◆ **Work item**
Could you please find each line in the records that contains the word "aisle" and copy it?

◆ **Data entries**
=== Begin Enclosure ===
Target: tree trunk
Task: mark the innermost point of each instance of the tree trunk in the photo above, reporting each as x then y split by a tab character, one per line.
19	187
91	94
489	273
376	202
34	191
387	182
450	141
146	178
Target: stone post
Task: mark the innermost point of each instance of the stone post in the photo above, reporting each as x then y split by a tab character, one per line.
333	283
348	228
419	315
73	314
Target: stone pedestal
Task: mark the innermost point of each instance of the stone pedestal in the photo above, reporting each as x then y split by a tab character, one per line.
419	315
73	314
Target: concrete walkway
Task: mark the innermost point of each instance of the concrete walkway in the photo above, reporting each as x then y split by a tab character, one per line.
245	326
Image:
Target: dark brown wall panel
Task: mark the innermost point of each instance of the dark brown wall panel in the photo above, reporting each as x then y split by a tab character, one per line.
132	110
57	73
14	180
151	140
=== End Enclosure ===
=== Begin Enclosure ===
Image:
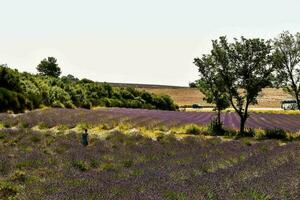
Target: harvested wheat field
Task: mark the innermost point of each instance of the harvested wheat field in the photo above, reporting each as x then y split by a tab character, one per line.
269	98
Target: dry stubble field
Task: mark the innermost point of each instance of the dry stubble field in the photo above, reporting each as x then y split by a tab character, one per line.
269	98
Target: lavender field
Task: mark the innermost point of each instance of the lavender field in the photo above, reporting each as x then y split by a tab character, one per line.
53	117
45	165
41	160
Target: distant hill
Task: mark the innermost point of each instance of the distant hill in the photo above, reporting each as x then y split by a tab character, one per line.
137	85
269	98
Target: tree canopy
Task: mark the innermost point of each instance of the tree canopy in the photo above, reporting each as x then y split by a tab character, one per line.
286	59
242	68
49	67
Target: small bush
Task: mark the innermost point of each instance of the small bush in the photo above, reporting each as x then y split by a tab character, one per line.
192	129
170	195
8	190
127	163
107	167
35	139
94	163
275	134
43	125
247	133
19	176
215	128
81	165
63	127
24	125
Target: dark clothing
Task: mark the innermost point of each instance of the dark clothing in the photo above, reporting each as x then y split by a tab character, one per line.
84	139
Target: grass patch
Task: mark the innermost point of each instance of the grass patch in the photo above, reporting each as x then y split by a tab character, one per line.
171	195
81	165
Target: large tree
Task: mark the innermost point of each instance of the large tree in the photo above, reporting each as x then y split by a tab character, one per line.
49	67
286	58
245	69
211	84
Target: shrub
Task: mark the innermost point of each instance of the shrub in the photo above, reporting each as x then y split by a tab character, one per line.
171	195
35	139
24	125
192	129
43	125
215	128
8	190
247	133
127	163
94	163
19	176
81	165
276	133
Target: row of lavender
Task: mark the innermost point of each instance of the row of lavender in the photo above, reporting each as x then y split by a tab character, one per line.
=== End Enclosure ===
=== Begin Enclosure ===
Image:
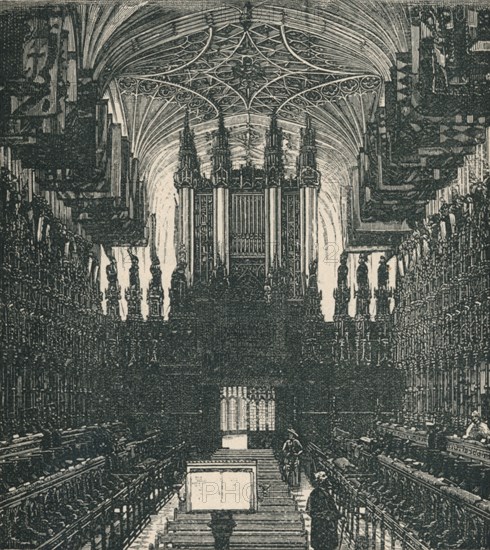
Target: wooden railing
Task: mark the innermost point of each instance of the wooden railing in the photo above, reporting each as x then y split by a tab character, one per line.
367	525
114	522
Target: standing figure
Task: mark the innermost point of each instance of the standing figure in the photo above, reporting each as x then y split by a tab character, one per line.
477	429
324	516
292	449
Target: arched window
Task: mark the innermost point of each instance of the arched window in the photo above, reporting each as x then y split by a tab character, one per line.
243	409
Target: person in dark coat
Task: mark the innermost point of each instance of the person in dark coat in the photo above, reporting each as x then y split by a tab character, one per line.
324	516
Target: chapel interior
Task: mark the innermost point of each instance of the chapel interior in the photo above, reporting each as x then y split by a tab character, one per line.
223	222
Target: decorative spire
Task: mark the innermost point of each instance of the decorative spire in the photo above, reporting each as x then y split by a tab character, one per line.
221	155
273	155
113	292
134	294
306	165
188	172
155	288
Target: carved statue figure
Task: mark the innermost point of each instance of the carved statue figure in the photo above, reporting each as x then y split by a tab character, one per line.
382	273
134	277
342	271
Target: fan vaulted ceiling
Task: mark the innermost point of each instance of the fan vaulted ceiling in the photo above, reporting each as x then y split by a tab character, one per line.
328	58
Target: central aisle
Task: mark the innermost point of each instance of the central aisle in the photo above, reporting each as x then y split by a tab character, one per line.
=== End Enclosure ===
◆ **Expected output**
Target: central aisle
Task: mark the innermost point of each instance of the central aisle in the photo above, reporting each as x then y split by a tab character, one per line.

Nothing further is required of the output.